Request:
Please put every line of the material below into a Markdown table, leaving out blank lines. Use two columns: Row for the row number and Text for the line.

Data provided:
....

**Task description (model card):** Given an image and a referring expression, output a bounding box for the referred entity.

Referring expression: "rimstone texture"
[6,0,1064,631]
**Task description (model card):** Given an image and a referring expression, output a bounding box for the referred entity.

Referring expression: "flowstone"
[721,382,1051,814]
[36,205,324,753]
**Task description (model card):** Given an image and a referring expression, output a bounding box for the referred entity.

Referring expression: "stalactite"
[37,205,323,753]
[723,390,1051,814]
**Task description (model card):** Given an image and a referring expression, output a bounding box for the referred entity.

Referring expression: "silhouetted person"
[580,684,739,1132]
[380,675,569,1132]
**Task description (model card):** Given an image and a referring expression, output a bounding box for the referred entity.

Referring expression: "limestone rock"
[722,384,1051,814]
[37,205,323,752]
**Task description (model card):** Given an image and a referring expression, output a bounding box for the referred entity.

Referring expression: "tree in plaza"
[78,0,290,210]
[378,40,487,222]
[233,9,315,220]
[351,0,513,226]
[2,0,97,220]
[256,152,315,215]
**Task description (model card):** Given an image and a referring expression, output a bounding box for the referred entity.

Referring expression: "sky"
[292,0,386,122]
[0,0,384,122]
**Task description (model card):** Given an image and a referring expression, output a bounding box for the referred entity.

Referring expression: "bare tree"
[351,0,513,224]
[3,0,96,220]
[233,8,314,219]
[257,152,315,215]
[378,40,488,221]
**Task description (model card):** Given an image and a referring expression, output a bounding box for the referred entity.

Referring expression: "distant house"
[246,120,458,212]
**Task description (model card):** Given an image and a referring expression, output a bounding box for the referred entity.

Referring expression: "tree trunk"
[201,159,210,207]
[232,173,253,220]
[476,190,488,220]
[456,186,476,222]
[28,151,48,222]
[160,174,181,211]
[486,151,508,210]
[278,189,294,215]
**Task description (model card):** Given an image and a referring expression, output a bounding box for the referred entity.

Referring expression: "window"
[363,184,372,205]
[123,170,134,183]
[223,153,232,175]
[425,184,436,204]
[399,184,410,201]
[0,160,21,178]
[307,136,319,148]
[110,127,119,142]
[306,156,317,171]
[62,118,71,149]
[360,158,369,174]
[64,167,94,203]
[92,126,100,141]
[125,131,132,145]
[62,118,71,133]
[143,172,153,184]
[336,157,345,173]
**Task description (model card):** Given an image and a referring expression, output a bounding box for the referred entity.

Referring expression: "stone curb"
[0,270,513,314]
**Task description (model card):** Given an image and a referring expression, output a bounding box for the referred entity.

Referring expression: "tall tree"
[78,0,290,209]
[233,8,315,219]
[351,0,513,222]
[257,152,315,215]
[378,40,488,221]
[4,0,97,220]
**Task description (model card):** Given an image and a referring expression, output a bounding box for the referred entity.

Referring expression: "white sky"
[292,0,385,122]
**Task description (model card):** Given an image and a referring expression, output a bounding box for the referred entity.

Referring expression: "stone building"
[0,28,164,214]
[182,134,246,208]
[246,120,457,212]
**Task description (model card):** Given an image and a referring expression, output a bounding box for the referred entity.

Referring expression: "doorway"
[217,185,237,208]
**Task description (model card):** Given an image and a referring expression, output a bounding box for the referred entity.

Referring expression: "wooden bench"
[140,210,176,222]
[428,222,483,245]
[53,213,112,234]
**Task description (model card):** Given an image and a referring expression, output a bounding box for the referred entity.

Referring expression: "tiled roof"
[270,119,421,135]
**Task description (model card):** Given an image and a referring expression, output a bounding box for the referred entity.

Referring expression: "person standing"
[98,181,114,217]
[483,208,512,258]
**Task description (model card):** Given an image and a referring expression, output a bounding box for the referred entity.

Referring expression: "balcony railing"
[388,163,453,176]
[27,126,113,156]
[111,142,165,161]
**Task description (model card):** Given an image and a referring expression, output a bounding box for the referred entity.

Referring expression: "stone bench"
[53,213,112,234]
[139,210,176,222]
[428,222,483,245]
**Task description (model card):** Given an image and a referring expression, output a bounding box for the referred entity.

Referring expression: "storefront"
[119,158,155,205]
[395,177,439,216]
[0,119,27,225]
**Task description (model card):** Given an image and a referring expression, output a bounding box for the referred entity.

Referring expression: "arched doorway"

....

The completed task:
| Row | Text |
|---|---|
| 1 | **Task description (model card):** Given an image and a referring expression, output a bounding box for the referred entity. |
| 2 | Referring expression: "rimstone texture" |
| 3 | [6,0,1064,631] |
| 4 | **Task description (model card):** Given an image and a referring expression, output a bounding box for the referred entity. |
| 5 | Referring expression: "flowstone" |
| 6 | [721,382,1051,814] |
| 7 | [36,205,324,753] |
| 8 | **Task description (model card):** Given an image and a referring expression, output a bounding box for the referred entity. |
| 9 | Referring expression: "stalactite" |
| 10 | [37,205,323,753] |
| 11 | [723,390,1051,814] |
| 12 | **Task description (model card):** Given an image and a referring expression, output a bounding box for the referred entity. |
| 13 | Referring expression: "silhouetted person" |
| 14 | [580,684,739,1132] |
| 15 | [380,675,569,1132] |
| 16 | **Task description (model card):** Given an image and a referring expression, output a bounding box for the referred entity. |
| 17 | Referring expression: "limestone rock" |
| 18 | [722,384,1051,814] |
| 19 | [37,205,323,752] |
| 20 | **Task description (model card):** Given an image and a referring expression, output a bounding box for the referred entity. |
| 21 | Referring expression: "tree in plaza" |
| 22 | [78,0,290,210] |
| 23 | [378,40,487,222] |
| 24 | [233,9,315,220] |
| 25 | [351,0,513,226] |
| 26 | [2,0,97,220] |
| 27 | [256,152,315,215] |
| 28 | **Task description (model card):** Given an image and a referring expression, output a bounding box for the referred entity. |
| 29 | Referring expression: "sky" |
| 30 | [292,0,386,122] |
| 31 | [0,0,384,122] |
| 32 | **Task description (model card):** Given an image and a referring expression, output a bounding box for the referred entity. |
| 33 | Referring expression: "bare tree" |
| 34 | [351,0,513,224] |
| 35 | [3,0,96,220] |
| 36 | [233,8,314,219] |
| 37 | [257,152,315,215] |
| 38 | [378,40,488,221] |
| 39 | **Task description (model card):** Given an image and a referring expression, output a bounding box for the referred entity. |
| 40 | Referring expression: "distant house" |
| 41 | [246,120,458,212] |
| 42 | **Task description (model card):** Given an image and a referring expression, output a bounding box for the referred entity. |
| 43 | Referring expression: "tree trunk" |
| 44 | [201,159,210,207] |
| 45 | [232,173,253,220] |
| 46 | [476,190,488,220] |
| 47 | [456,186,476,222] |
| 48 | [28,151,48,222] |
| 49 | [160,174,181,211] |
| 50 | [486,151,508,210] |
| 51 | [278,189,294,215] |
| 52 | **Task description (model card):** Given an image and a referring expression, output a bounding box for the referred entity. |
| 53 | Referring expression: "window" |
| 54 | [363,184,372,205] |
| 55 | [123,170,134,183] |
| 56 | [223,153,232,175] |
| 57 | [425,184,436,204] |
| 58 | [399,184,410,201] |
| 59 | [0,160,21,178] |
| 60 | [307,136,319,148] |
| 61 | [110,127,119,142] |
| 62 | [306,156,317,171] |
| 63 | [62,118,71,149] |
| 64 | [360,158,369,174] |
| 65 | [64,167,94,203] |
| 66 | [92,126,100,141] |
| 67 | [125,131,132,145] |
| 68 | [62,118,71,133] |
| 69 | [143,172,153,184] |
| 70 | [336,157,345,173] |
| 71 | **Task description (model card):** Given an image and a referring expression, output a bounding box for the referred entity. |
| 72 | Referring expression: "stone curb" |
| 73 | [0,270,513,314] |
| 74 | **Task description (model card):** Given an image and a referring expression, output a bounding box for the referred entity. |
| 75 | Referring expression: "tall tree" |
| 76 | [78,0,290,209] |
| 77 | [233,8,315,219] |
| 78 | [351,0,513,222] |
| 79 | [257,152,315,215] |
| 80 | [378,40,488,221] |
| 81 | [4,0,97,220] |
| 82 | **Task description (model card):** Given an image and a referring expression, output a bounding box for the referred entity. |
| 83 | Referring expression: "white sky" |
| 84 | [292,0,385,122] |
| 85 | **Task description (model card):** Given an image and a referring expression, output a bounding box for the referred entity. |
| 86 | Referring expression: "stone building" |
| 87 | [0,28,164,214] |
| 88 | [182,134,246,208] |
| 89 | [246,120,457,212] |
| 90 | **Task description (model card):** Given an image and a referring expression, output a bounding box for the referred entity. |
| 91 | Referring expression: "doorway" |
| 92 | [217,185,237,208] |
| 93 | **Task description (model card):** Given an image and a referring expression, output a bounding box for the referred entity. |
| 94 | Referring expression: "wooden bench" |
| 95 | [140,210,176,222] |
| 96 | [428,222,483,245] |
| 97 | [53,213,112,234] |
| 98 | **Task description (model card):** Given an image and a referring expression, output a bounding box for the referred entity. |
| 99 | Referring expression: "tiled roof" |
| 100 | [270,119,421,135] |
| 101 | **Task description (model card):** Given an image and a referring expression, output a bounding box for the referred entity. |
| 102 | Referring expression: "person standing" |
| 103 | [98,181,114,217] |
| 104 | [483,208,512,258] |
| 105 | **Task description (model card):** Given an image and a referring expression, output a bounding box for the referred entity. |
| 106 | Referring expression: "balcony railing" |
| 107 | [388,163,453,176] |
| 108 | [27,126,113,156] |
| 109 | [111,142,165,161] |
| 110 | **Task description (model card):** Given an image and a referring expression, output a bounding box for the referred entity. |
| 111 | Referring expression: "stone bench" |
| 112 | [53,213,112,234] |
| 113 | [139,210,176,222] |
| 114 | [428,222,483,245] |
| 115 | **Task description (model card):** Given an image and a referring expression, output a bounding box for the referred entity. |
| 116 | Referring expression: "storefront" |
| 117 | [119,158,155,205] |
| 118 | [395,177,439,216] |
| 119 | [0,119,27,225] |
| 120 | **Task description (model card):** Given an image and a referring expression, output a bounding box for the referred entity. |
| 121 | Referring expression: "arched doorway" |